[Problem to solve]
Please edit the stretch from the line containing "Each instance of the wooden" through the end of the lines, changing "glass bowl" to "metal bowl" and leaving everything else as it is. Give back only that stretch.

(Dataset lines on where objects appear)

....

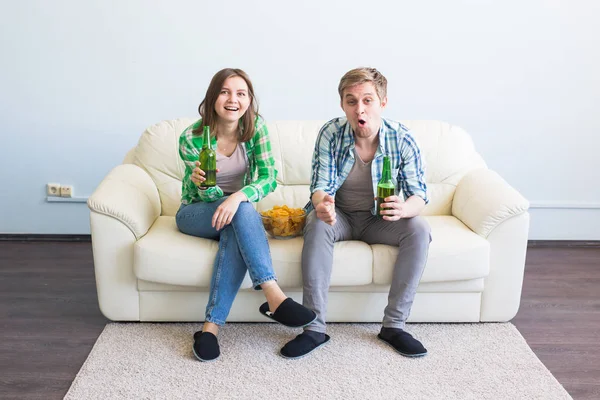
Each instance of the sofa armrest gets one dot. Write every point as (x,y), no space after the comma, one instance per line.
(483,200)
(129,195)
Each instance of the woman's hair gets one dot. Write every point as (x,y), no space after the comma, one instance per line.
(207,106)
(364,75)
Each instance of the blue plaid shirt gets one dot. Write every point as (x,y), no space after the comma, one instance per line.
(333,159)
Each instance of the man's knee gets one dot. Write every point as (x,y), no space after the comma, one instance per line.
(419,229)
(314,227)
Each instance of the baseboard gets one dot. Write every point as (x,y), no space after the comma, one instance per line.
(563,243)
(29,237)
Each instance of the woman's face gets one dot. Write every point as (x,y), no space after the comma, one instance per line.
(233,100)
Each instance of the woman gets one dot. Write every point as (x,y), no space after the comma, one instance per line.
(246,173)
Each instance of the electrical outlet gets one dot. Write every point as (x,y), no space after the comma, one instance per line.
(66,191)
(53,189)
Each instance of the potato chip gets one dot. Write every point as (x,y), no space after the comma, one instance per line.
(283,221)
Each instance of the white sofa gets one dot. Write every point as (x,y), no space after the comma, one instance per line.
(146,270)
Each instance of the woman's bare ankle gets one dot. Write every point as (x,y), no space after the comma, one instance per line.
(211,327)
(274,294)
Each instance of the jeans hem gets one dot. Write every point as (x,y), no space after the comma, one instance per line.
(215,321)
(261,281)
(400,325)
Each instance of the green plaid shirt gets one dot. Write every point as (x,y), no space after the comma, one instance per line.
(257,184)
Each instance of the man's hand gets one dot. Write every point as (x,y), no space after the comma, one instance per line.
(227,209)
(325,210)
(394,208)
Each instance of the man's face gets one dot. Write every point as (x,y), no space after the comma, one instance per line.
(363,109)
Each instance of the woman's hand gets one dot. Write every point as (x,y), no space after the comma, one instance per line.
(227,209)
(198,175)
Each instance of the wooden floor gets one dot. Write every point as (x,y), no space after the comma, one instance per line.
(49,316)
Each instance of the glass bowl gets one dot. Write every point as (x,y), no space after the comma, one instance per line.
(284,226)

....

[Solution to this exercise]
Each instance of the wooden floor gets one dot. Write every point as (x,y), no space after the comma, one instance per line.
(49,316)
Each instance of the metal bowl gets one dot. Write every point as (x,y), no space after the comma, one instance per line.
(284,226)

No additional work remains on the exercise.